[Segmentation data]
***

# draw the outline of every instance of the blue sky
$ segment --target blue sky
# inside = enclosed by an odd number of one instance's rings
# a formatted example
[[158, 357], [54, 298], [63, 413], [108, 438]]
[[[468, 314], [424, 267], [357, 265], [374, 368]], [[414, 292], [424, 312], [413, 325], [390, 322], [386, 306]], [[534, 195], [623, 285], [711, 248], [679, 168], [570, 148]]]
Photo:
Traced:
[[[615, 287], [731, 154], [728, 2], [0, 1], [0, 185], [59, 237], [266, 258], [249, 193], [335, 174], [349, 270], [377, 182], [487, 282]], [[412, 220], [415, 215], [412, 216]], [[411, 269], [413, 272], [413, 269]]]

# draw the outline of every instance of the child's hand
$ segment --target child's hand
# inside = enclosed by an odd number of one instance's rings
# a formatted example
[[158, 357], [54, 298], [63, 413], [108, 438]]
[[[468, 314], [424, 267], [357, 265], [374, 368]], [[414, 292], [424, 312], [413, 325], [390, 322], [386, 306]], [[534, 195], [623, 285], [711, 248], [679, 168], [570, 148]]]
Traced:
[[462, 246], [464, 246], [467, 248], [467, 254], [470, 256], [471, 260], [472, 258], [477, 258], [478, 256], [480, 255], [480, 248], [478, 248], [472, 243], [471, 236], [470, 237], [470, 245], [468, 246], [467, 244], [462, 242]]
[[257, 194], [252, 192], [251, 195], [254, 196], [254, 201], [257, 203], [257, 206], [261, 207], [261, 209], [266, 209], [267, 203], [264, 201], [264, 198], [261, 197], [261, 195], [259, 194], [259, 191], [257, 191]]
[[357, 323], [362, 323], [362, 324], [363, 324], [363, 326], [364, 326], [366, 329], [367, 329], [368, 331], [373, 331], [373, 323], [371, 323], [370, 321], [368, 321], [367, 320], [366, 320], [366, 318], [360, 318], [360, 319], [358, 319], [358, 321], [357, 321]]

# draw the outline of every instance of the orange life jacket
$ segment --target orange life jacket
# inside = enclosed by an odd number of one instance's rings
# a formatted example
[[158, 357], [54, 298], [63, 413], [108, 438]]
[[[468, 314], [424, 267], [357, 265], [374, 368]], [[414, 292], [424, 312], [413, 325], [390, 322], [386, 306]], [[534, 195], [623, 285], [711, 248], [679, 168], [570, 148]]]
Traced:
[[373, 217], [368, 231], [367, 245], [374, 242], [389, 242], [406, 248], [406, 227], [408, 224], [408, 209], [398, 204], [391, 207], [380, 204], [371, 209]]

***

Problem to solve: Swap "a formatted example" for "a sample layout" everywhere it occurs in the segmentation data, and reproduce all of the material with nothing else changed.

The answer:
# draw the outline of every instance of the blue sky
$ segment --target blue sky
# inside = enclosed by an odd number of one instance's rings
# a sample layout
[[158, 357], [54, 298], [63, 413], [108, 438]]
[[[468, 314], [424, 267], [357, 265], [374, 368]], [[414, 292], [424, 312], [413, 325], [390, 322], [386, 306]], [[534, 195], [623, 285], [711, 248], [679, 168], [570, 148]]]
Photo:
Traced:
[[[615, 287], [731, 154], [728, 2], [0, 1], [0, 185], [59, 237], [266, 258], [249, 193], [335, 174], [349, 270], [377, 182], [487, 282]], [[412, 220], [415, 215], [412, 216]], [[411, 269], [413, 272], [413, 269]]]

# draw the outline of every instance of the child's hand
$ segment --target child's hand
# inside = enclosed by an odd number of one instance's rings
# a sample layout
[[158, 357], [54, 298], [63, 413], [108, 438]]
[[[468, 314], [424, 267], [357, 265], [374, 368]], [[414, 292], [424, 312], [413, 325], [390, 322], [386, 306]], [[534, 195], [623, 285], [711, 248], [679, 168], [570, 148]]]
Traced:
[[462, 246], [464, 246], [467, 248], [467, 254], [470, 256], [471, 260], [472, 258], [477, 258], [478, 256], [480, 255], [480, 248], [478, 248], [472, 243], [471, 236], [470, 237], [470, 245], [468, 246], [467, 244], [462, 242]]
[[257, 194], [252, 192], [251, 195], [254, 196], [254, 201], [257, 203], [257, 206], [261, 207], [261, 209], [266, 209], [267, 203], [264, 201], [264, 198], [261, 197], [261, 195], [259, 194], [259, 191], [257, 191]]
[[357, 323], [362, 323], [362, 324], [363, 324], [363, 326], [364, 326], [366, 329], [367, 329], [368, 331], [373, 331], [373, 323], [371, 323], [370, 321], [368, 321], [367, 320], [366, 320], [366, 318], [360, 318], [360, 319], [358, 319], [358, 321], [357, 321]]

# draw the outline of every instance of the orange life jacket
$ segment --target orange life jacket
# inside = enclosed by an odd number of one instance's rings
# a sample layout
[[158, 357], [54, 298], [63, 413], [108, 438]]
[[[468, 314], [424, 267], [357, 265], [374, 368]], [[414, 292], [424, 312], [413, 325], [390, 322], [386, 306]], [[534, 195], [623, 285], [711, 248], [679, 168], [570, 148]]]
Traced:
[[373, 217], [368, 231], [367, 245], [374, 242], [389, 242], [406, 248], [406, 227], [408, 224], [408, 209], [398, 204], [391, 207], [380, 204], [371, 209]]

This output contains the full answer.